***** Data shown *****

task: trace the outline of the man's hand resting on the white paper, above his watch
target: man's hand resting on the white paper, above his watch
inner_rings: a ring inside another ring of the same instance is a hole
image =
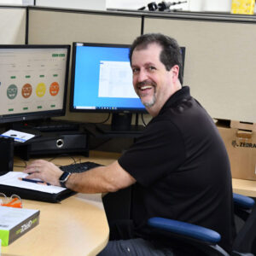
[[[26,166],[26,169],[23,172],[29,174],[27,178],[40,178],[46,183],[61,186],[59,178],[63,172],[49,161],[34,160],[29,166]]]

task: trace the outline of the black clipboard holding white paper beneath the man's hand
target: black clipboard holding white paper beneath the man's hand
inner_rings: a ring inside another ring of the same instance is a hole
[[[21,199],[45,202],[60,202],[77,192],[55,186],[45,186],[18,180],[25,177],[23,172],[8,172],[0,177],[0,192],[7,196],[19,195]]]

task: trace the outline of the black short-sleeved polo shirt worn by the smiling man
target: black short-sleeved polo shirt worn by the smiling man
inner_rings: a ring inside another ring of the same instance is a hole
[[[137,180],[132,199],[137,236],[152,238],[148,218],[173,218],[216,230],[220,245],[230,251],[230,162],[216,125],[189,87],[170,97],[119,165]]]

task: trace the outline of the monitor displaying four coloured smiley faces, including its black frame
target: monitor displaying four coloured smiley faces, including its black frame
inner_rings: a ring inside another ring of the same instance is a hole
[[[0,123],[65,115],[70,45],[0,45]]]

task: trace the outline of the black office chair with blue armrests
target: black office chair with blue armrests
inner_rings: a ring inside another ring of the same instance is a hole
[[[237,230],[232,253],[229,254],[218,246],[221,236],[214,230],[168,218],[149,218],[148,225],[160,236],[172,237],[175,241],[193,247],[198,255],[207,256],[253,256],[256,237],[256,206],[254,200],[244,195],[233,193],[235,215],[243,225]],[[254,251],[255,252],[255,251]]]

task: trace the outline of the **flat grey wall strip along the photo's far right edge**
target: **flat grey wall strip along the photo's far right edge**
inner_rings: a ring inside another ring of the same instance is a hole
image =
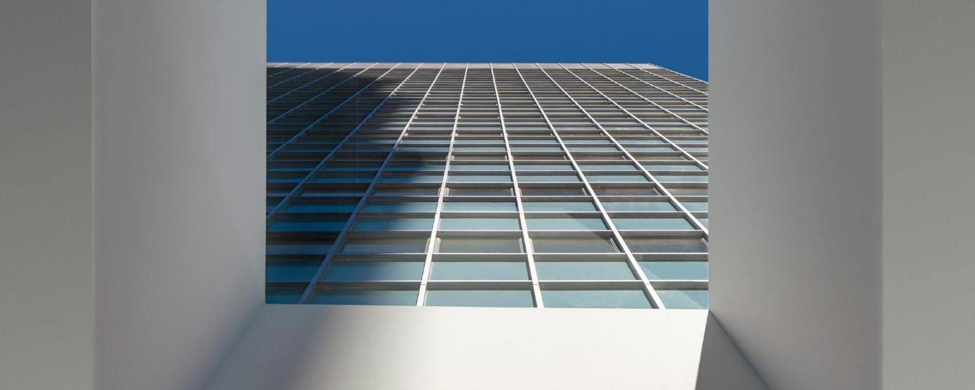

*****

# Problem details:
Reprint the whole listing verbatim except for the pictures.

# Output of the task:
task: trace the outline of the man's hand resting on the white paper, above his watch
target: man's hand resting on the white paper, above his watch
inner_rings: a ring inside another ring of the same instance is a hole
image =
[[[26,166],[26,169],[23,172],[29,174],[27,178],[40,178],[46,183],[61,186],[59,178],[63,172],[49,161],[34,160],[29,166]]]

task: trace the outline of the black clipboard holding white paper beneath the man's hand
target: black clipboard holding white paper beneath the man's hand
inner_rings: a ring inside another ring of the same instance is a hole
[[[21,199],[45,202],[60,202],[77,192],[55,186],[45,186],[18,180],[25,177],[23,172],[8,172],[0,177],[0,192],[7,196],[19,195]]]

task: trace the outline of the black short-sleeved polo shirt worn by the smiling man
target: black short-sleeved polo shirt worn by the smiling man
inner_rings: a ring inside another ring of the same instance is a hole
[[[137,180],[132,199],[137,236],[152,238],[148,218],[173,218],[216,230],[220,245],[230,251],[230,162],[216,125],[189,87],[170,97],[119,165]]]

task: trace the outline of the monitor displaying four coloured smiley faces, including its black frame
target: monitor displaying four coloured smiley faces, including its black frame
inner_rings: a ring inside another ring of the same instance is a hole
[[[0,123],[65,115],[70,45],[0,45]]]

task: trace the outline of the black office chair with blue armrests
target: black office chair with blue armrests
inner_rings: a ring inside another ring of the same instance is a hole
[[[237,230],[232,253],[229,254],[218,246],[221,236],[214,230],[168,218],[149,218],[148,225],[160,236],[172,237],[175,241],[193,247],[198,255],[207,256],[253,256],[256,237],[256,206],[254,200],[244,195],[233,193],[235,215],[243,225]],[[254,251],[255,252],[255,251]]]

task: trace the outline of the **flat grey wall strip along the photo's far right edge**
target: **flat grey wall strip along the photo's far right edge**
inner_rings: a ring inside another ring of the same instance is a hole
image =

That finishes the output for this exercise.